◆ **WORK REQUIRED**
Rewrite the records from the line containing "Where can the church" through the line containing "point(228, 230)", inclusive, scaling every point coordinate in the answers by 1.5 and rounding to whole numbers, halves up. Keep the requests and their sample points unchanged, and return only these lines.

◆ **DATA ROWS**
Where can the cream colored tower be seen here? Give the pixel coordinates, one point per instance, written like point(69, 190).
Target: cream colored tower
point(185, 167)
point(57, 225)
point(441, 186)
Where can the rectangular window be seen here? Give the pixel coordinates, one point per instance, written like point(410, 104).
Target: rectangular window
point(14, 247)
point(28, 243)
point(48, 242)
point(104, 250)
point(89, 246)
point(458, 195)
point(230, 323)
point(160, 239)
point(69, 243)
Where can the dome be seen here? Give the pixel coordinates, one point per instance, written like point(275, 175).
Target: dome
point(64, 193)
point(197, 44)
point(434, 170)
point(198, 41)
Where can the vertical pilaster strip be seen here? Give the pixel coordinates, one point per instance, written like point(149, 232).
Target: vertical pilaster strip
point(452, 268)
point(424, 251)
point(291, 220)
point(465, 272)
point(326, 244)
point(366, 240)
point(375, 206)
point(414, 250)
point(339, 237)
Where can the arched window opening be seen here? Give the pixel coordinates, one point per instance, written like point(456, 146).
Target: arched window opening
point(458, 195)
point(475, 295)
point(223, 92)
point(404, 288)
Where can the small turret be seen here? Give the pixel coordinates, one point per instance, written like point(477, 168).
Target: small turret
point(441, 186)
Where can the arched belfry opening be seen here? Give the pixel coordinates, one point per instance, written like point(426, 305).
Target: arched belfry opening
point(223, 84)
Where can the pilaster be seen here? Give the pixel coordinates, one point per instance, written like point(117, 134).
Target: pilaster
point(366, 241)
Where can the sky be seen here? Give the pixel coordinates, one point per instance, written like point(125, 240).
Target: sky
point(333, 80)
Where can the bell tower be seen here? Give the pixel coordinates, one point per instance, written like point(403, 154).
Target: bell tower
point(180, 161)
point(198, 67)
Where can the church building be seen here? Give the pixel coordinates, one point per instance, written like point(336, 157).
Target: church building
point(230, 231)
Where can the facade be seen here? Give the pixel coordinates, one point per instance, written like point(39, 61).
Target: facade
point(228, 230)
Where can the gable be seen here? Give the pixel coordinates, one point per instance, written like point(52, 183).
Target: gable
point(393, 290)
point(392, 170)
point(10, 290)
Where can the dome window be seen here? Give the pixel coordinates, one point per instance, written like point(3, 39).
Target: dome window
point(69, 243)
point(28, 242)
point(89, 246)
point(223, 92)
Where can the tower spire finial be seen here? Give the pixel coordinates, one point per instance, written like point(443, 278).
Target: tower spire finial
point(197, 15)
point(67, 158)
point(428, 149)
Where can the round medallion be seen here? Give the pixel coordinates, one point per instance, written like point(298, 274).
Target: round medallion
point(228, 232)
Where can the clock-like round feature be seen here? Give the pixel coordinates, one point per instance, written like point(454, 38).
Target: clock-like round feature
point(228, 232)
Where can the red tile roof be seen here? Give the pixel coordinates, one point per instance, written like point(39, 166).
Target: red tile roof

◆ **FINAL RESULT**
Where can the church building be seen here? Give the pixel coordinates, one point per instance, written like point(336, 157).
Target: church building
point(345, 347)
Where can the facade be seen here? Give the pixel coordinates, one point per instance, written like point(39, 61).
Target: facade
point(342, 345)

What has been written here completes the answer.